Excerpts of location labeling entries
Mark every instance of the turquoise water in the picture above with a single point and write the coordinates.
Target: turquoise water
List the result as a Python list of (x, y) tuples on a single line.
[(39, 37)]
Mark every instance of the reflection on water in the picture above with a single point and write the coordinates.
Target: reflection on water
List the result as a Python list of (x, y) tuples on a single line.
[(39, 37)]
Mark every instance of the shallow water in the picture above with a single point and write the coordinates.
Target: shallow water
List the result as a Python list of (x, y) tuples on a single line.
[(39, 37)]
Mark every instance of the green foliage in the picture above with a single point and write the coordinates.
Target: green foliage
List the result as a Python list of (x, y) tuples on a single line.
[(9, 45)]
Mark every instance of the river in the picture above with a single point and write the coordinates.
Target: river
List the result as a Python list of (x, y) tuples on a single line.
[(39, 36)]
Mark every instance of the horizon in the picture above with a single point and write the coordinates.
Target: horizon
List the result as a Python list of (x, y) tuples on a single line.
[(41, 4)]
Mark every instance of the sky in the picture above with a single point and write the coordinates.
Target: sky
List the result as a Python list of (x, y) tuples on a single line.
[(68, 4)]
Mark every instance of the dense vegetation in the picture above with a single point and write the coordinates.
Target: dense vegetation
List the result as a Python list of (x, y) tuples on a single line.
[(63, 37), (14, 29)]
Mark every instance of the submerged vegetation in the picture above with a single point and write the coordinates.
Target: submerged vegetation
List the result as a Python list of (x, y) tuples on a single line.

==

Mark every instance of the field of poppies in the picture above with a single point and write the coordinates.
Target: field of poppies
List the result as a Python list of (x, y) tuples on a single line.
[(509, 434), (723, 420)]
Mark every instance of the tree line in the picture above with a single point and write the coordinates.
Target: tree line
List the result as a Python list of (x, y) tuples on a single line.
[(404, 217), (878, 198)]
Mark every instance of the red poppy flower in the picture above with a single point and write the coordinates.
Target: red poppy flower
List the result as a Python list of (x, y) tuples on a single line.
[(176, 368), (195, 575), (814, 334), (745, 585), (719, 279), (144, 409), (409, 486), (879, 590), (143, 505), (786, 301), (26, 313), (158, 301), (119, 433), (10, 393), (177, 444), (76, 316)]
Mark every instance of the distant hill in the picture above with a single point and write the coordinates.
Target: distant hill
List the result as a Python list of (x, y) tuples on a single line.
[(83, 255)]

(The task): Rewrite the entries from the line with "Mark every instance of the red" up to and including the line with "[(83, 255)]" as a Markdown table with the columns Row and Line. Give each nonblank line its own row, numbered in order, and leave out blank lines.

(Completed task):
| Row | Line |
|---|---|
| 1 | Mark every instance of the red poppy flower in the picture above with a single point and write the coordinates. |
| 2 | Target: red poppy flower |
| 3 | List the result as a Python list of (x, y) tuples on a single line. |
| 4 | [(176, 368), (195, 575), (814, 334), (745, 585), (719, 279), (144, 409), (409, 486), (879, 590), (143, 505), (786, 301), (26, 313), (158, 301), (119, 433), (10, 393), (177, 444), (76, 316)] |
| 5 | Mark every instance of the distant hill in the picture above with a single point and write the coordinates. |
| 6 | Target: distant hill |
| 7 | List the result as a Python list of (x, y) tuples on a single line. |
| 8 | [(83, 255)] |